TEXTO DE ORIGEM >>
☆ ☆ ☆ ☆ ☆ ☆ ☆
Em setembro, começa a fase de tratamento dos pacientes que tiverem a infecção confirmada, e o projeto também prevê que eles possam fazê-lo perto de casa. O médico responsável pelo projeto, Wilson Oliveira, diz que isso é essencial para que todos possam concluir o tratamento, feito com medicamentos que devem ser tomados por 60 dias.
“No centro de referência, nós temos doentes que, muitas vezes, têm que andar 800 quilômetros para ser atendidos. E, sabendo que pelo menos 70% dos pacientes com Chagas não desenvolvem doença cardíaca, ou desenvolvem uma doença pouco agressiva, eles poderiam ser atendidos perto da sua residência, na assistência primária, que tem uma alta resolutividade”, complementa.
Doença negligenciada
Causada pelo protozoário Trypanosoma cruzi, a doença de Chagas é transmitida principalmente durante a picada pelo inseto barbeiro contaminado, mas também pode ser adquirida pela ingestão de alimentos infectados, por transmissão sanguínea, ou de mãe para filho, durante a gravidez e o parto.
“A doença de Chagas é negligenciada porque é uma doença grave que atinge a população mais pobre, que é provocada pela pobreza e que gera mais pobreza”, explica Wilson Oliveira.
“Por isso, é subdiagnosticada, e poucas pessoas fazem o tratamento. A maioria vai descobrir no fim da vida, quando já está muito debilitado, com doença cardíaca ou digestiva”, acrescenta.
☆ ☆ ☆ ☆ ☆ ☆ ☆
TAREFA 1 >>
No texto sobre a doença de Chagas, por quantos dias devem ser tomados os remédios do tratamento?
TAREFA 2 >>
Transcreva do texto sobre a doença de Chagas o trecho que começa em "Em setembro, começa" e vai até "por 60 dias.", incluindo essas palavras.

Registros extraídos:
☆ ☆ ☆ ☆ ☆ ☆ ☆
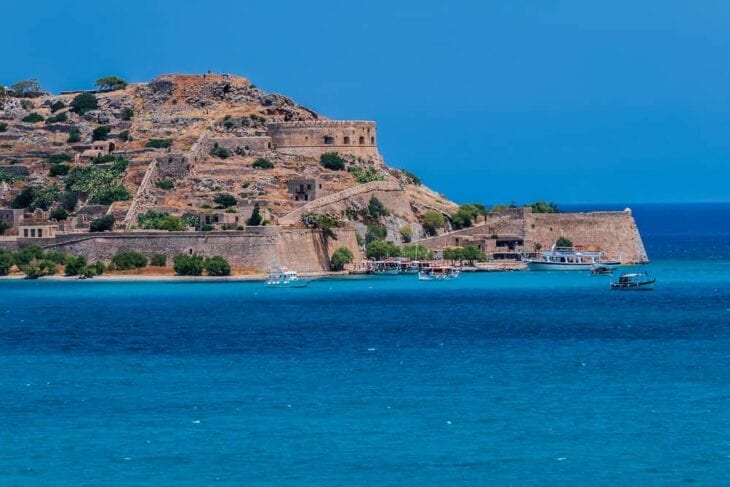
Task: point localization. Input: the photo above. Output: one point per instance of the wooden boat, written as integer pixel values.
(637, 281)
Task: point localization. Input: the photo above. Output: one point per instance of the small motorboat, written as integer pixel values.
(438, 274)
(285, 278)
(601, 270)
(637, 281)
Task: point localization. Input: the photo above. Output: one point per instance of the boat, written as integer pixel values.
(438, 273)
(601, 270)
(568, 259)
(284, 277)
(636, 281)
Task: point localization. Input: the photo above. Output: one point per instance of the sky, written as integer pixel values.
(487, 101)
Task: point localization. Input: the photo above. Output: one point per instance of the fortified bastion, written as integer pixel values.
(312, 138)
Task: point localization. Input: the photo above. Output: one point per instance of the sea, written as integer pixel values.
(516, 378)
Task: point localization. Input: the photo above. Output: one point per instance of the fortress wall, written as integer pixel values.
(259, 248)
(614, 232)
(312, 138)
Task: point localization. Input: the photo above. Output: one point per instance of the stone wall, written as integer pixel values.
(257, 248)
(312, 138)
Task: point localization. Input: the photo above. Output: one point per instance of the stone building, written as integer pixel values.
(304, 189)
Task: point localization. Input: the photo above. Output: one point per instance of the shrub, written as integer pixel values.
(58, 170)
(432, 221)
(74, 265)
(165, 184)
(217, 266)
(376, 208)
(262, 163)
(158, 260)
(59, 158)
(57, 105)
(157, 220)
(159, 143)
(59, 214)
(188, 265)
(225, 200)
(83, 103)
(255, 219)
(110, 83)
(333, 161)
(33, 117)
(101, 133)
(129, 259)
(340, 258)
(220, 152)
(381, 249)
(102, 224)
(6, 262)
(74, 135)
(59, 117)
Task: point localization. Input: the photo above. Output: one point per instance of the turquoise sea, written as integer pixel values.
(493, 379)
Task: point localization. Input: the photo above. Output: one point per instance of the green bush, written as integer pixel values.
(129, 259)
(59, 214)
(83, 103)
(102, 224)
(74, 135)
(158, 260)
(159, 143)
(59, 170)
(262, 163)
(101, 133)
(33, 117)
(340, 258)
(225, 200)
(217, 266)
(333, 161)
(158, 220)
(381, 249)
(188, 265)
(59, 117)
(166, 184)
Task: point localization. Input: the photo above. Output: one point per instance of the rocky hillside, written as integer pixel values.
(172, 137)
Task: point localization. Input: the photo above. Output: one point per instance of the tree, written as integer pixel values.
(381, 249)
(226, 200)
(110, 83)
(262, 163)
(217, 266)
(255, 219)
(333, 161)
(84, 102)
(341, 257)
(563, 242)
(27, 89)
(376, 208)
(188, 265)
(102, 224)
(432, 221)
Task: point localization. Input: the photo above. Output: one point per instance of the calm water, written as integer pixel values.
(521, 378)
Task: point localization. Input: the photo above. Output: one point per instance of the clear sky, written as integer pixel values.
(492, 101)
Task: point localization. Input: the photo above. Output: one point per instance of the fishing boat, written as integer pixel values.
(438, 273)
(568, 259)
(636, 281)
(284, 277)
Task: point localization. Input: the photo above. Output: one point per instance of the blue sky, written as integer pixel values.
(493, 101)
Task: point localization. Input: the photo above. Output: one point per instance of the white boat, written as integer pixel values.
(438, 274)
(284, 277)
(568, 259)
(637, 281)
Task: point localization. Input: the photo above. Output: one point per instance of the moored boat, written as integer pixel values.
(636, 281)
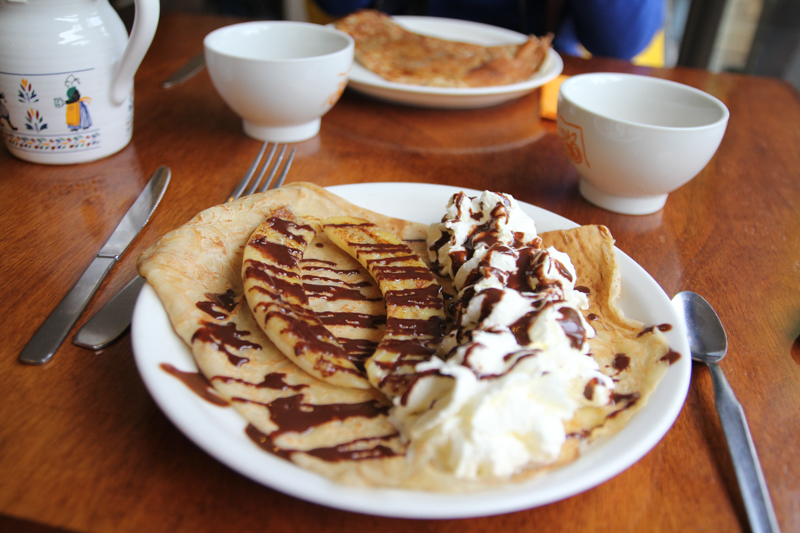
☆ ☆ ☆ ☆ ☆ ☆ ☆
RESPOSTA 1 >>
Por 60 dias.

RESPOSTA 2 >>
Em setembro, começa a fase de tratamento dos pacientes que tiverem a infecção confirmada, e o projeto também prevê que eles possam fazê-lo perto de casa. O médico responsável pelo projeto, Wilson Oliveira, diz que isso é essencial para que todos possam concluir o tratamento, feito com medicamentos que devem ser tomados por 60 dias.